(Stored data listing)
━━━━━━━━
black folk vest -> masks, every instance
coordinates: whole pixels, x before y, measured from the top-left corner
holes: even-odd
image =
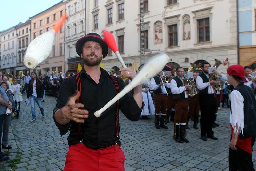
[[[201,77],[203,80],[203,82],[207,83],[209,82],[209,79],[205,75],[204,72],[203,72],[200,73],[199,76]],[[209,86],[211,86],[210,85]],[[208,94],[208,87],[207,87],[203,89],[203,90],[199,90],[199,94]]]
[[[176,81],[178,88],[184,86],[182,81],[177,76],[175,76],[172,79],[173,79]],[[185,91],[183,91],[180,94],[172,94],[172,99],[175,100],[184,100],[185,99]]]
[[[240,84],[234,88],[235,90],[240,92],[244,98],[244,135],[239,135],[240,138],[243,139],[256,135],[256,100],[252,89],[248,86]],[[232,113],[231,103],[229,104]]]
[[[156,84],[158,85],[160,84],[160,78],[156,75],[153,77],[156,82]],[[159,87],[156,90],[154,90],[154,94],[161,94],[162,93],[162,89],[161,87]]]

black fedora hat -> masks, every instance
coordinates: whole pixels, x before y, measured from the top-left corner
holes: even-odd
[[[103,58],[108,55],[108,47],[105,41],[100,36],[96,33],[88,33],[85,36],[79,39],[76,44],[76,51],[79,55],[81,56],[82,53],[82,48],[85,42],[89,41],[95,41],[100,43],[102,48],[102,54]]]

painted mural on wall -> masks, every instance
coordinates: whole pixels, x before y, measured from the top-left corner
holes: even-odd
[[[183,22],[183,40],[190,39],[190,17],[188,14],[184,15],[182,18]]]
[[[163,43],[163,26],[162,21],[157,21],[154,23],[154,44]]]

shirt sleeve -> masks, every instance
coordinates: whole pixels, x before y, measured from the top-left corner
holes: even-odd
[[[172,79],[171,80],[170,86],[171,91],[172,93],[173,94],[180,94],[186,89],[184,86],[178,87],[177,86],[177,83],[174,79]]]
[[[72,83],[72,80],[71,79],[75,78],[72,77],[70,78],[71,78],[65,79],[61,84],[59,92],[58,101],[56,104],[56,107],[53,110],[53,120],[61,135],[66,134],[68,131],[71,125],[71,122],[64,125],[60,124],[55,119],[54,113],[57,110],[65,106],[69,97],[72,96],[74,94],[75,91],[73,87],[74,84]],[[75,80],[73,80],[73,82],[75,82]]]
[[[230,94],[231,109],[230,123],[234,129],[234,132],[237,133],[238,130],[236,129],[236,125],[237,124],[238,128],[241,128],[242,134],[243,134],[244,129],[244,98],[238,91],[234,90]]]
[[[158,85],[156,84],[154,78],[151,78],[151,88],[153,90],[156,90],[159,88]]]
[[[228,81],[228,78],[227,76],[224,74],[220,74],[221,76],[220,77],[220,80],[222,81]]]
[[[203,83],[202,77],[199,75],[196,77],[196,83],[197,83],[197,88],[200,90],[204,89],[210,85],[209,82]]]
[[[124,82],[118,79],[119,85],[121,86],[121,91],[125,86]],[[140,119],[140,114],[144,107],[142,102],[142,106],[140,108],[130,92],[129,92],[120,99],[119,108],[122,112],[129,120],[137,121]]]

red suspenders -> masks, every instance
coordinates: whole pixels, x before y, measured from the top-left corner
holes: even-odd
[[[81,80],[80,79],[80,76],[79,75],[79,74],[78,73],[76,75],[76,84],[77,85],[77,91],[80,92],[80,93],[81,93]],[[81,96],[76,100],[76,102],[77,103],[81,102]],[[78,108],[78,109],[80,109],[80,108]],[[80,143],[82,144],[82,141],[84,139],[84,134],[82,133],[82,125],[81,123],[78,123],[78,136],[79,137],[79,140],[80,141]]]
[[[111,79],[114,82],[116,88],[116,89],[117,93],[119,93],[119,86],[118,86],[117,81],[116,78],[115,78],[115,77],[110,75],[108,75]],[[78,73],[76,75],[76,83],[77,85],[77,91],[81,92],[81,80],[80,79],[80,76],[79,75],[79,74]],[[79,97],[77,100],[76,100],[77,103],[81,102],[81,96]],[[79,109],[80,109],[79,108]],[[119,100],[117,100],[117,106],[116,106],[116,131],[114,137],[114,141],[115,143],[116,143],[116,145],[117,144],[117,141],[119,139],[118,137],[118,132],[119,132]],[[81,123],[78,123],[78,136],[79,137],[79,140],[80,141],[80,143],[82,144],[82,141],[84,139],[84,134],[82,132],[82,125]]]

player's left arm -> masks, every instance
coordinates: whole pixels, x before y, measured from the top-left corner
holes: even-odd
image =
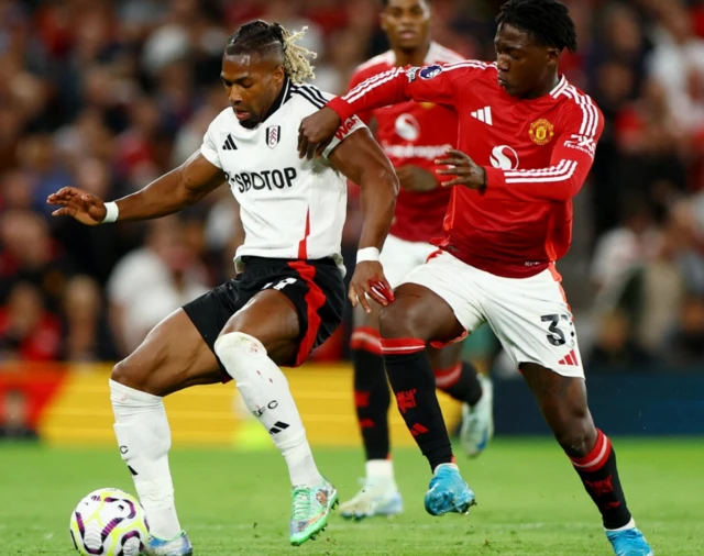
[[[572,105],[547,168],[504,170],[485,166],[486,199],[564,202],[582,189],[594,163],[604,116],[596,105]]]
[[[341,131],[344,131],[344,124]],[[361,188],[364,222],[349,297],[353,307],[359,302],[370,312],[365,293],[382,305],[394,299],[378,254],[394,219],[398,178],[369,129],[351,129],[332,148],[328,147],[326,153],[332,166]]]

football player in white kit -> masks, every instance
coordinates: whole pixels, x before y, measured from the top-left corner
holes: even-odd
[[[342,320],[340,243],[346,178],[360,184],[365,214],[348,297],[393,299],[378,254],[394,215],[398,180],[356,116],[324,156],[300,159],[300,121],[332,96],[302,85],[312,56],[301,35],[256,21],[229,40],[221,79],[231,108],[210,124],[199,152],[144,189],[114,202],[64,188],[47,202],[88,225],[178,212],[227,181],[245,230],[239,276],[162,321],[118,363],[110,378],[114,432],[151,525],[150,555],[187,556],[168,467],[170,431],[163,397],[234,379],[249,411],[279,448],[293,485],[290,542],[319,533],[338,501],[318,471],[306,431],[278,365],[300,365]]]

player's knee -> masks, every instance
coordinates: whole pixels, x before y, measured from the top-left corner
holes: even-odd
[[[578,416],[556,430],[554,437],[570,457],[584,457],[594,447],[596,429],[587,416]]]
[[[267,357],[266,347],[254,336],[244,332],[226,332],[213,346],[216,355],[224,365],[235,383],[245,379],[252,371],[254,357]]]
[[[413,316],[413,311],[392,303],[382,309],[378,319],[378,331],[382,337],[419,337],[419,326]]]
[[[150,375],[151,372],[146,371],[144,366],[133,365],[128,357],[112,367],[110,379],[141,392],[162,396],[161,392],[153,391],[154,388],[150,383]]]

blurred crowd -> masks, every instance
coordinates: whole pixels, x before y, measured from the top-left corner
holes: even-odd
[[[704,2],[572,0],[563,71],[606,126],[586,194],[594,369],[704,363]],[[493,58],[499,0],[431,0],[432,33]],[[376,0],[0,0],[0,362],[114,360],[170,311],[232,277],[221,188],[151,223],[86,229],[45,199],[106,199],[184,162],[227,105],[226,40],[262,18],[308,26],[315,84],[343,92],[387,48]],[[578,215],[578,218],[582,218]],[[344,255],[356,249],[351,196]],[[349,330],[349,327],[348,327]],[[344,355],[342,327],[319,357]],[[327,352],[327,353],[326,353]]]

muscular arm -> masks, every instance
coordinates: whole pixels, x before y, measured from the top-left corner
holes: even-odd
[[[195,153],[178,168],[116,201],[119,220],[148,220],[173,214],[198,202],[224,179],[220,168],[200,152]],[[102,223],[107,214],[102,199],[73,187],[50,194],[46,202],[61,207],[52,213],[54,216],[72,216],[90,226]]]
[[[136,193],[117,201],[120,220],[166,216],[197,203],[224,181],[224,174],[200,152]]]
[[[382,251],[394,219],[398,178],[394,168],[372,138],[369,130],[358,130],[340,143],[328,159],[361,188],[364,223],[360,248]]]
[[[371,77],[302,120],[298,130],[298,154],[301,158],[320,156],[341,122],[376,108],[416,100],[458,110],[462,88],[481,75],[484,67],[482,63],[468,60],[447,66],[394,68]]]

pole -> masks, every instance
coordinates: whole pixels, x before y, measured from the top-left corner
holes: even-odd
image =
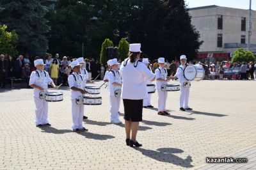
[[[82,56],[84,58],[84,43],[82,43]]]
[[[248,22],[248,49],[250,50],[251,46],[251,35],[252,35],[252,0],[250,0],[250,8],[249,8],[249,22]]]

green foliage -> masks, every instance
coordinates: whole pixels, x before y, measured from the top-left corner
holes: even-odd
[[[44,56],[48,49],[47,33],[50,31],[44,18],[45,6],[51,0],[0,0],[0,24],[15,29],[19,35],[18,49],[21,53]]]
[[[248,50],[244,50],[243,49],[238,49],[234,52],[232,63],[248,63],[250,61],[255,61],[255,58],[251,51]]]
[[[17,55],[15,45],[18,41],[18,35],[14,30],[8,32],[6,29],[6,25],[0,25],[0,52],[12,56]]]
[[[100,64],[103,65],[106,65],[108,61],[108,56],[106,54],[106,48],[108,47],[113,47],[113,42],[110,40],[109,38],[105,39],[105,41],[102,43],[101,45],[101,50],[100,50]]]
[[[118,44],[118,59],[124,60],[127,58],[129,44],[125,38],[122,38]]]

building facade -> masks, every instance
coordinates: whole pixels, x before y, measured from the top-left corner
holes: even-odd
[[[232,57],[238,48],[247,49],[248,10],[216,5],[189,9],[191,24],[200,34],[198,57],[209,60],[223,60]],[[250,50],[256,53],[256,12],[252,10]]]

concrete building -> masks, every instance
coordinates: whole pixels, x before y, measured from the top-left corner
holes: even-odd
[[[216,5],[189,9],[191,24],[200,32],[198,58],[227,59],[238,48],[248,47],[248,10]],[[252,10],[251,50],[256,52],[256,12]]]

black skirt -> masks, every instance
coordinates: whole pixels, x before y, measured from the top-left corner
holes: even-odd
[[[141,121],[143,100],[123,99],[123,102],[124,119],[131,121]]]

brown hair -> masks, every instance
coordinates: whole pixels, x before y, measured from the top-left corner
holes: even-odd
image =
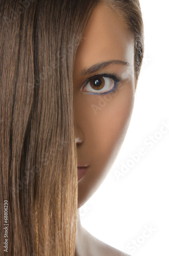
[[[26,2],[0,0],[1,205],[8,200],[8,254],[72,256],[77,209],[74,62],[100,1]],[[143,53],[138,1],[111,3],[128,17],[135,36],[138,77]]]
[[[134,40],[134,68],[136,80],[140,71],[144,52],[143,25],[139,0],[100,0],[119,16]]]

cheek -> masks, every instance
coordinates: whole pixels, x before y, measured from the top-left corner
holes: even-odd
[[[92,97],[90,102],[89,100],[84,114],[90,127],[86,130],[86,135],[90,138],[91,149],[94,146],[98,157],[102,157],[106,161],[118,152],[128,127],[133,103],[134,92],[130,84],[115,94]]]

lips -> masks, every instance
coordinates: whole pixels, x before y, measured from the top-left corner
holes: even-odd
[[[82,179],[88,167],[85,164],[78,164],[78,181]]]

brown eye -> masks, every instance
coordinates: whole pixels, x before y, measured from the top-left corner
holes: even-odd
[[[93,89],[101,90],[104,87],[105,81],[102,76],[94,77],[90,80],[90,85]]]
[[[106,75],[110,76],[108,74]],[[111,75],[111,77],[101,75],[95,76],[88,79],[88,82],[84,86],[83,91],[90,94],[108,93],[114,90],[118,81],[119,79],[114,75]]]

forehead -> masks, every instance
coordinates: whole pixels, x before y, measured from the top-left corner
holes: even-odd
[[[134,65],[134,39],[123,22],[103,4],[94,9],[76,53],[75,68],[83,69],[103,61],[119,59]]]

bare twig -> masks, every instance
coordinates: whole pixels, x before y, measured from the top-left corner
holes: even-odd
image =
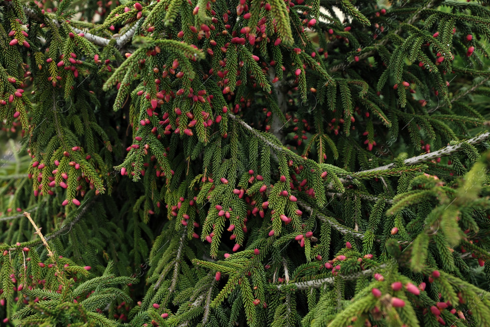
━━━━━━━━
### Description of the task
Pull out every line in the listing above that contains the string "building". Matching is case-sensitive.

### Result
building facade -> masks, every instance
concrete building -> masks, every instance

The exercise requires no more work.